Produce an exact copy of the lines from the line that contains "the fallen leaf" to the end of the listing below.

##########

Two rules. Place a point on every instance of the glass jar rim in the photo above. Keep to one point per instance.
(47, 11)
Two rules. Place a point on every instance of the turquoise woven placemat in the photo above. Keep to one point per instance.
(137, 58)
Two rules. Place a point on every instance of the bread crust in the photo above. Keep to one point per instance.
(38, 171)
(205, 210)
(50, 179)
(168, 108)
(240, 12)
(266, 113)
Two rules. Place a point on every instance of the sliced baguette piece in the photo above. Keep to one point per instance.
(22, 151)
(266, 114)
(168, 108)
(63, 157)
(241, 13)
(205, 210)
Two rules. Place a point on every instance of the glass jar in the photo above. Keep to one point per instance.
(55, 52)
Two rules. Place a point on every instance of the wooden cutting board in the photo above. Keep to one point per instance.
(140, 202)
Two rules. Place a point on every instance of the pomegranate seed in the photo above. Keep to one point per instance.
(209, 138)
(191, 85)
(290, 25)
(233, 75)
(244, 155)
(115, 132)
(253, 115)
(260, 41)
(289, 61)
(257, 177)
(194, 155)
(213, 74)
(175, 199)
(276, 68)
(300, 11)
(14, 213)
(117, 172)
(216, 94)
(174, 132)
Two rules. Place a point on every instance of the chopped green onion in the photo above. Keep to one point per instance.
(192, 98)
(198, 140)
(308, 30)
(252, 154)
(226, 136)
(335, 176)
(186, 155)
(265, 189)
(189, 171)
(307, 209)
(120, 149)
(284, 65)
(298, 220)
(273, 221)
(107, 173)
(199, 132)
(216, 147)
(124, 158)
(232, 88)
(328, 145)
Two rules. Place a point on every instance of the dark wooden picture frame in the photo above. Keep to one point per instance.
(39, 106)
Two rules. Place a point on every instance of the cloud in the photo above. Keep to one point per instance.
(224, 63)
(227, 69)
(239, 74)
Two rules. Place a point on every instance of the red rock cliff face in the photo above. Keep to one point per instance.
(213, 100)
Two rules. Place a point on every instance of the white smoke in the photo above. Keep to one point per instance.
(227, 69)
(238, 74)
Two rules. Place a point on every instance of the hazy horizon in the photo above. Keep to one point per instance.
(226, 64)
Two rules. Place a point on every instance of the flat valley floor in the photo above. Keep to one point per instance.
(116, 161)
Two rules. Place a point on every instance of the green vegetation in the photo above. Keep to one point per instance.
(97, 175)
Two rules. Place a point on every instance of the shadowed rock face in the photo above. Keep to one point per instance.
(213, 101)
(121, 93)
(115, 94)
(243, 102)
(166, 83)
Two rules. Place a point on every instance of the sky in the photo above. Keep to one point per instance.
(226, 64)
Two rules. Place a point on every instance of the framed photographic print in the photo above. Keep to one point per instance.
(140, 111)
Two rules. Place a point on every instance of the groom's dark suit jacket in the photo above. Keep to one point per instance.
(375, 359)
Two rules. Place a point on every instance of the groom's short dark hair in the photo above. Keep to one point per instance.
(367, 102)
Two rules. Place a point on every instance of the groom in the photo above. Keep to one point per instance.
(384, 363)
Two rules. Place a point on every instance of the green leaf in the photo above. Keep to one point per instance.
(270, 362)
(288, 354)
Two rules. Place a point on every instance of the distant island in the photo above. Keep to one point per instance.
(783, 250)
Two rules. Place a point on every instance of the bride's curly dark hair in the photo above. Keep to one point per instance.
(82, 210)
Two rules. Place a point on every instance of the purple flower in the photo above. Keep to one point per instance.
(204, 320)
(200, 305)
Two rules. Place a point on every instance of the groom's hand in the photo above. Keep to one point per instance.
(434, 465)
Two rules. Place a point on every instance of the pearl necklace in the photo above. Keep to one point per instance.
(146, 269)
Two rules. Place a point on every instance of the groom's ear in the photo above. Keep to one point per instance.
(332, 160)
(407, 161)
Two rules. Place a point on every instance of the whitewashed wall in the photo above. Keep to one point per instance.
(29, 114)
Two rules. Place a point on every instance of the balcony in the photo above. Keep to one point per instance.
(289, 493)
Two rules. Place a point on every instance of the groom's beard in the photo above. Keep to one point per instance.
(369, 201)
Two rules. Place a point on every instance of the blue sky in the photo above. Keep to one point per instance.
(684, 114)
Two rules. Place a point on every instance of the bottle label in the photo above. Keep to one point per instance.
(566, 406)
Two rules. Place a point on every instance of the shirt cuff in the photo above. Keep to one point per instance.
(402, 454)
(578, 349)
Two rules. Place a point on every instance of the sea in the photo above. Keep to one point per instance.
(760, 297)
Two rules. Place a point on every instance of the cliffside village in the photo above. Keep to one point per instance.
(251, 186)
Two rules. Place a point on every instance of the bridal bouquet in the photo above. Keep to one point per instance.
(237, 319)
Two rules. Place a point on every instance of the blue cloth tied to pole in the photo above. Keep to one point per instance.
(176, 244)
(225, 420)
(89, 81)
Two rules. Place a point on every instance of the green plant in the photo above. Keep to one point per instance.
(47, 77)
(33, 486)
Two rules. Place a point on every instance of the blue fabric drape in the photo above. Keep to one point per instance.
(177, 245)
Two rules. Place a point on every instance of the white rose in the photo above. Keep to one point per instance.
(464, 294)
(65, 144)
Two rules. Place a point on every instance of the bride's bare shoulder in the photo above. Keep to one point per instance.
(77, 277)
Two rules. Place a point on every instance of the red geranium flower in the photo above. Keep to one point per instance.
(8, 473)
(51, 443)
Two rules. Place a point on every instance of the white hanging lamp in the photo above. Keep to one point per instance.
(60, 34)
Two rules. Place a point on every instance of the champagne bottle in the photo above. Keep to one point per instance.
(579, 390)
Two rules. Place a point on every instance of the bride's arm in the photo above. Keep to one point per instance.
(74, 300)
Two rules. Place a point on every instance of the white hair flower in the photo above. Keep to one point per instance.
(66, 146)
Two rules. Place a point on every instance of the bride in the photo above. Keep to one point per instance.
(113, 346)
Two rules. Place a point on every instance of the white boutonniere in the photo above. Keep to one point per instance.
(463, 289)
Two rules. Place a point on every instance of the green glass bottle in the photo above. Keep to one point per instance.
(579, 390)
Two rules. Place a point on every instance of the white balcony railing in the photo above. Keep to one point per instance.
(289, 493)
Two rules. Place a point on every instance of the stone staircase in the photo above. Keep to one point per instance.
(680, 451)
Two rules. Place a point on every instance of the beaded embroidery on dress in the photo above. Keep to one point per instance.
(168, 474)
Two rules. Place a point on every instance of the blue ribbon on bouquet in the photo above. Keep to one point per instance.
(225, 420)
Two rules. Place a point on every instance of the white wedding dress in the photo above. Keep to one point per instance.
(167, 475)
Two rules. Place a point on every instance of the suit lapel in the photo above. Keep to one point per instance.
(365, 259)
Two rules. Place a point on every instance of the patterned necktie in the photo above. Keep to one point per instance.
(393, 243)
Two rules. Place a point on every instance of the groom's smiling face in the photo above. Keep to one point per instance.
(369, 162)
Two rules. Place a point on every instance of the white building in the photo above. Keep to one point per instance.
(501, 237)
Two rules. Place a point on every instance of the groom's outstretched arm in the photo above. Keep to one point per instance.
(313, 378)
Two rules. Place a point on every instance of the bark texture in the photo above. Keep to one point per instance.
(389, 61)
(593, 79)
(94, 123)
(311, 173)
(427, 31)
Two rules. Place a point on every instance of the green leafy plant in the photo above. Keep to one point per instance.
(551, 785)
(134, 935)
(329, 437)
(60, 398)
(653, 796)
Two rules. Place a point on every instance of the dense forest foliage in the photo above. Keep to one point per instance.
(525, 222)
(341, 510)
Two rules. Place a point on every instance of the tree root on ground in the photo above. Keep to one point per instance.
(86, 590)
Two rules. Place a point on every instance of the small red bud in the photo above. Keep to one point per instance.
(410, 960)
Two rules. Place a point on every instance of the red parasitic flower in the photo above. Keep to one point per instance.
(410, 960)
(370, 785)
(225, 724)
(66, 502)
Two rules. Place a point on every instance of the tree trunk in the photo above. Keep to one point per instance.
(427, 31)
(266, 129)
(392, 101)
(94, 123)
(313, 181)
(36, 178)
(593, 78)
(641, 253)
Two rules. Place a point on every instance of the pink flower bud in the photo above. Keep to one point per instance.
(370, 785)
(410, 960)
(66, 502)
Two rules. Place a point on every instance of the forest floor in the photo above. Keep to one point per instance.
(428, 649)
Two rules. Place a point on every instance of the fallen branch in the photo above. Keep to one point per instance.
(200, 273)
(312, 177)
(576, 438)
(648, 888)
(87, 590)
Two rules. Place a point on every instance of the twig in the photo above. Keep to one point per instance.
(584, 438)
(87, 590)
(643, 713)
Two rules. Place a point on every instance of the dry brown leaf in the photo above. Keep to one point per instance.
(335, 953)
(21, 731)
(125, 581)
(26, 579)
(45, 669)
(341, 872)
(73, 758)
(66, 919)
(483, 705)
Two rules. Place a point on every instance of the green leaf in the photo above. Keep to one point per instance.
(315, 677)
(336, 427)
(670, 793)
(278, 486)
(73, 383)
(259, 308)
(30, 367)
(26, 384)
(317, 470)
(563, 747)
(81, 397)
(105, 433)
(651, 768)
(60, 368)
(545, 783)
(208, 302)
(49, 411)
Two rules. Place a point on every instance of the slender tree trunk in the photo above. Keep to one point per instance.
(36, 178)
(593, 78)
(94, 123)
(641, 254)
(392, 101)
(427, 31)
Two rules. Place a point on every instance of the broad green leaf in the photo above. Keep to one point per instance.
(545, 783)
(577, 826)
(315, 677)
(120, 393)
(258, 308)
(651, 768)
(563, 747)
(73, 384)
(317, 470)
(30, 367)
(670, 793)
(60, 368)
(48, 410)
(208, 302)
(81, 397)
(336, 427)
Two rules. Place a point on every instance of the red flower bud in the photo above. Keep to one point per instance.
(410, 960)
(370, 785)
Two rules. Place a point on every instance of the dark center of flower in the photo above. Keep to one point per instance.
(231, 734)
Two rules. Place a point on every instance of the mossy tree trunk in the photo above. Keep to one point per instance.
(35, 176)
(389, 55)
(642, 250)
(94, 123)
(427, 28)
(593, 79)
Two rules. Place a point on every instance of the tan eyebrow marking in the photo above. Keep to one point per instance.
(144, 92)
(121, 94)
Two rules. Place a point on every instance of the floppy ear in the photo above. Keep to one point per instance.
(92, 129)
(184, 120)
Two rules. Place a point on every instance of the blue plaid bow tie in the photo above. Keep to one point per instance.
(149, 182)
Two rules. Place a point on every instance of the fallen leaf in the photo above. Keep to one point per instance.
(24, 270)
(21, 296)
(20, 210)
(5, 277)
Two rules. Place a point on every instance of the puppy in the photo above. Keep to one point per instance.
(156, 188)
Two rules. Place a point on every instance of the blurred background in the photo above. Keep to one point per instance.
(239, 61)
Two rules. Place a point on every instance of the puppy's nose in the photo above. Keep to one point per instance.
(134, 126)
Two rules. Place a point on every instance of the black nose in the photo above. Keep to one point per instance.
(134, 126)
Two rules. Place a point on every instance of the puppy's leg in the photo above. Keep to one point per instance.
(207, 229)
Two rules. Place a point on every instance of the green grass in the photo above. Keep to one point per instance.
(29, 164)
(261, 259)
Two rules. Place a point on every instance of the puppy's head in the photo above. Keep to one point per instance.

##########

RESPONSE
Two rules. Place a point on every instance of the fallen leaf in the photo above. Keep to one point per instance.
(24, 270)
(21, 296)
(20, 210)
(5, 277)
Two rules. Place a point on every instance of the puppy in the photo above. Keep to one point per instance.
(156, 188)
Two rules. Place a point on every instance of the blurred background in the photo above. Keep to one point per instance.
(239, 61)
Two rules. Place a point on every instance of the puppy's nose in the photo above. Keep to one point per instance.
(134, 126)
Two rules. Place a point on every instance of the black nose in the photo above. Keep to one point per instance.
(134, 126)
Two rules. Place a point on every instance of the puppy's leg in the photo above. Keep to one point per instance.
(207, 229)
Two rules. Place a point on every instance of the green grass in the photo above. Keep to one point per instance.
(29, 164)
(261, 259)
Two rules. Place a point on every instance of the puppy's head in the photo above. Keep to one point per instance.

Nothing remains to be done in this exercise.